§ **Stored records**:
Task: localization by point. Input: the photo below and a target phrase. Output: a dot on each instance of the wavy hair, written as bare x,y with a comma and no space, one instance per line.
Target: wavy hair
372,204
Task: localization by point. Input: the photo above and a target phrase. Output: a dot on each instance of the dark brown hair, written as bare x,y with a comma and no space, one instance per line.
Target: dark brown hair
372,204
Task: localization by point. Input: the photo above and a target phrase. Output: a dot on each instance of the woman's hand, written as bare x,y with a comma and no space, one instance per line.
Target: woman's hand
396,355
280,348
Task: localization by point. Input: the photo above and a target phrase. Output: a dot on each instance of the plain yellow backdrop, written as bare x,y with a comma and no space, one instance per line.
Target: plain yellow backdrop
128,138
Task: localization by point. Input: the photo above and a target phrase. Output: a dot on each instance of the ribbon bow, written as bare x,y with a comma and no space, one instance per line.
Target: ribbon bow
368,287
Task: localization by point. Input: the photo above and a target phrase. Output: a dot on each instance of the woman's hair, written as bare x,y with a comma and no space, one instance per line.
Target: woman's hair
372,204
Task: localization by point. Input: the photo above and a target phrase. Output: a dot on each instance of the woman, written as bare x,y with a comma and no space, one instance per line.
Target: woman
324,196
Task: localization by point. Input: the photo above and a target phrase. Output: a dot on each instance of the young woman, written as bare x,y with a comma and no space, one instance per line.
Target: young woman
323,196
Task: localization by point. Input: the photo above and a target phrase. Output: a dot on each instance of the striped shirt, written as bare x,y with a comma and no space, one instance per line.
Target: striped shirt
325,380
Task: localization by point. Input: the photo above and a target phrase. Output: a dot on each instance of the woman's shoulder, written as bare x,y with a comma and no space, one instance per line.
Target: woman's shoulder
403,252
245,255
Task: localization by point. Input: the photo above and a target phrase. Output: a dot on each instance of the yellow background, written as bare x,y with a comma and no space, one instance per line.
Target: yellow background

§ **Problem details**: A word-for-word repeat of the full data is needed.

§ **Completed exercise**:
Task: localization by point. Input: the photo below and a target phrase. Output: a dot on each instance of the wavy hair, written as bare x,y with a comma and no space, one instance per line.
Target: wavy hair
372,204
Task: localization by point. Input: the photo above and a target phrase. Output: a dot on each instance of the dark brown hair, written as bare x,y with a comma and no space, one instance per line.
Target: dark brown hair
372,204
Task: localization by point. Input: the photo above and a target phrase. Output: a dot on each instance of the woman's hand, written as bare x,y with a comma and no space, one instance per line.
Target: woman's hand
396,355
280,348
Task: localization by point. Input: the photo above and a target phrase. Output: a dot on each instance of the plain yellow backdrop, written as bare x,y with a comma and no space, one instance per line.
Target: plain yellow backdrop
128,138
Task: localization by point. Input: the photo above and a target phrase. Output: a dot on each instance of the ribbon bow, written as bare x,y with a comma and no space, one instance per line.
Target: ribbon bow
368,287
Task: localization by point. Input: the photo above and a target phrase. Output: a dot on each instance of the woman's hair, written as bare x,y with a comma and no space, one instance per line.
Target: woman's hair
372,204
Task: localization by point. Input: the photo above and a target phrase. Output: a dot on each instance of the woman, written as bare x,y with a comma and no space, one instance per line.
Target: woman
324,196
Task: localization by point. Input: the photo above and a target phrase. Output: a dot on each instance of the young woman, written as bare x,y with a comma and no space, one instance per line.
Target: young woman
323,196
Task: localization by point. Input: the photo above and a target phrase. Output: a dot on each instance of the striped shirt, written as bare x,y with a comma and no space, one instance per line.
Target: striped shirt
325,380
Task: localization by point. Input: the photo above and a target phrase. Output: a dot on each instance of the woman's shoulder, written as bare x,y with a comma and no space, one instance per line.
Target: woman's shoulder
403,252
245,255
Task: localization by point. Input: the photo above and a target phrase. Output: a dot on each instance of the yellow background, written as bare x,y with a comma and no space, one instance per line.
Target: yellow background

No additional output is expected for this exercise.